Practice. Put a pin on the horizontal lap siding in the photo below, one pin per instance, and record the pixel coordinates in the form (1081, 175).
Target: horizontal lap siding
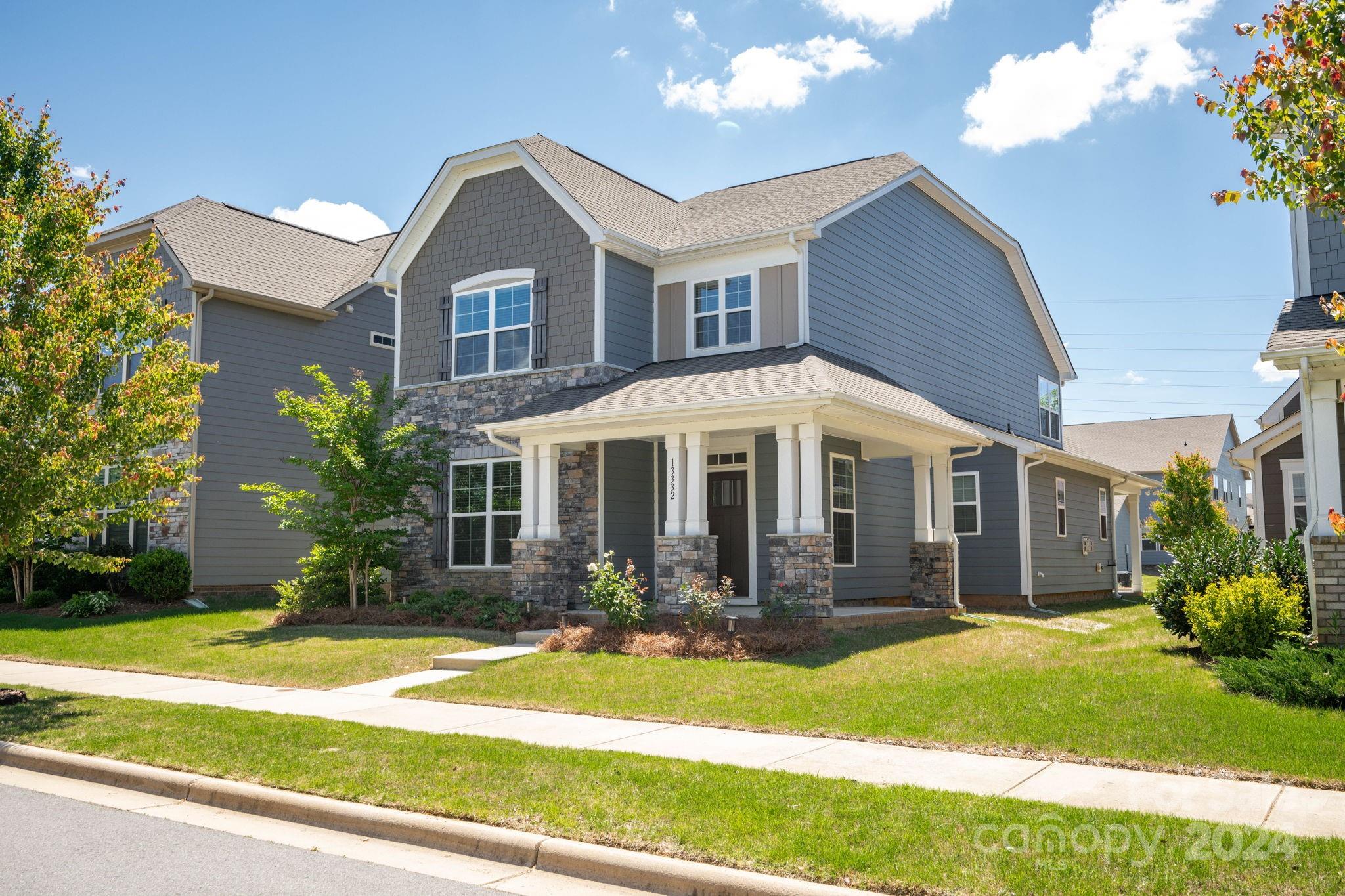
(244, 440)
(990, 562)
(1066, 567)
(904, 286)
(630, 312)
(628, 503)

* _Aim of the task_
Rewrite the items above, replacing "horizontal lap siding" with "clapboard siding" wherever it appears and keeping everything else the same. Leave the pictures out.

* _Solution to this exercise_
Practice. Put a pin on the clapboard siding in the photo below, one pin per instance, and record the pixel coordinates in the form (1081, 175).
Target: clapboard siding
(244, 440)
(990, 562)
(1066, 567)
(904, 286)
(630, 312)
(628, 503)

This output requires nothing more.